** start of TEXT SECTION **

Skip to main content

Generate database records for fuzz testing using SQLAlchemy

Project description

# Dustbunny

* **Author:** Jefferson Heard
* **Version:** 0.0.1

## Introduction

Dustbunny creates fuzz records for SQL databases. It's based on [Hypothesis](http://hypothesis.works/) and uses it to
generate random values for data columns. The difference between using Dustbunny vs. Hypothesis directly is that it's
easier to generate values that are relative to an already generated value, and it's easier to structure the generation
of relationships between tables, such as foreign keys.

Dustbunny also records the records it generates, so you can remove them from the database when you
are done with them.

## Working with Dustbunny

1. Create a Generate instance with the sqla session and ORM model that you want to generate.
2. Change the creation function (will use the default model create if you don't)

** end of TEXT SECTION **
** start of DATA SHOWN **

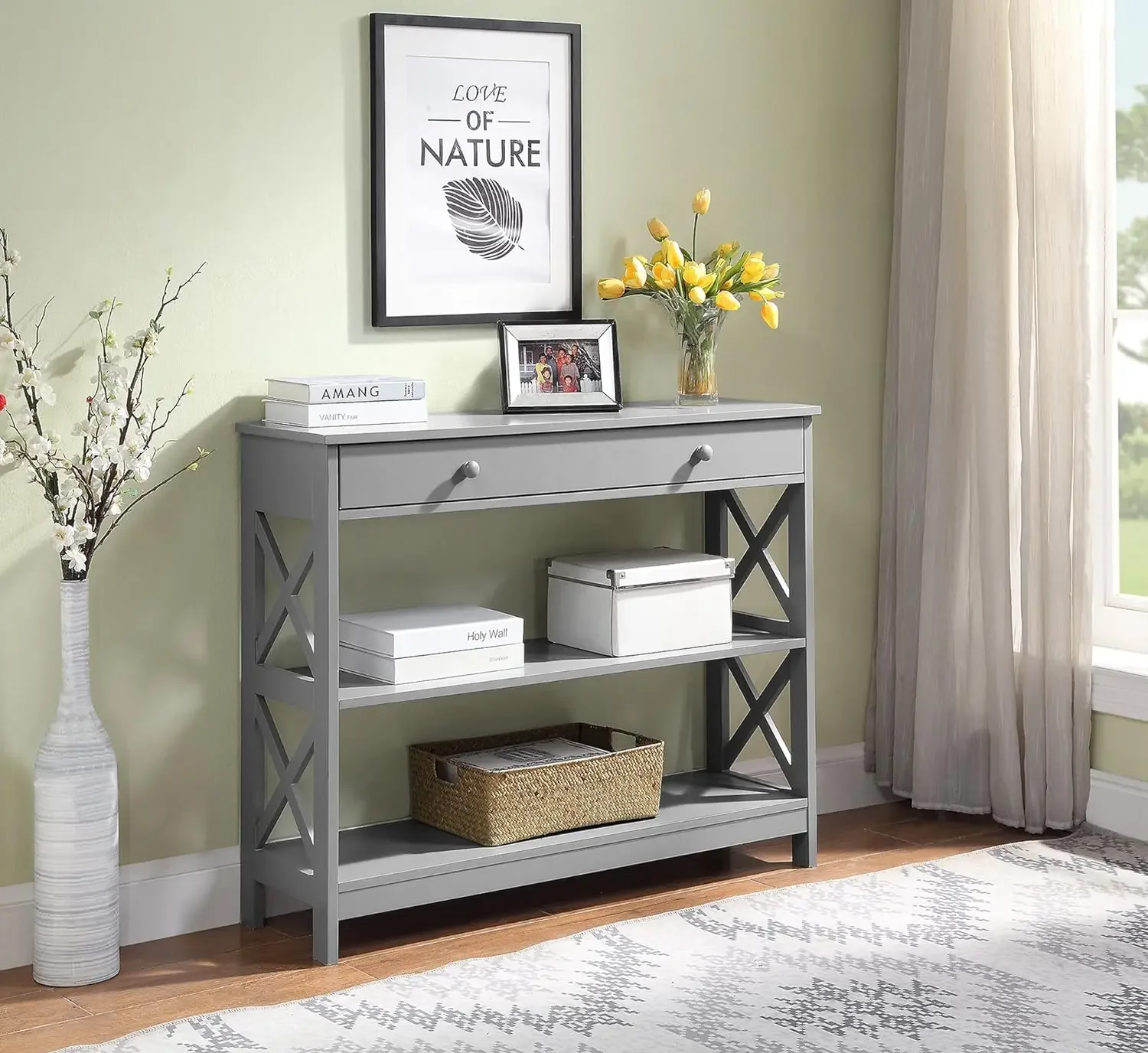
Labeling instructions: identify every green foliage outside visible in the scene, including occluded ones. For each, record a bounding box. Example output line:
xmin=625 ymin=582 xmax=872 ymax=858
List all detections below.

** end of DATA SHOWN **

* **EXERCISES TO COMPLETE**
[a] From the Dustbunny description above, write out the passage between "Dustbunny creates fuzz" and "if you don't)", inclusive.
[b] Turn the paragraph of the Dustbunny description that begins "Dustbunny creates fuzz records" into a short bulleted list that keeps its main facts.

* **SOLUTIONS BELOW**
[a]
Dustbunny creates fuzz records for SQL databases. It's based on [Hypothesis](http://hypothesis.works/) and uses it to
generate random values for data columns. The difference between using Dustbunny vs. Hypothesis directly is that it's
easier to generate values that are relative to an already generated value, and it's easier to structure the generation
of relationships between tables, such as foreign keys.

Dustbunny also records the records it generates, so you can remove them from the database when you
are done with them.

## Working with Dustbunny

1. Create a Generate instance with the sqla session and ORM model that you want to generate.
2. Change the creation function (will use the default model create if you don't)

[b]
- Dustbunny creates fuzz records for SQL databases.
- It is based on Hypothesis and uses it to generate random values for data columns.
- Compared with using Hypothesis directly, it makes it easier to generate values relative to an already generated value.
- It also makes it easier to structure the generation of relationships between tables, such as foreign keys.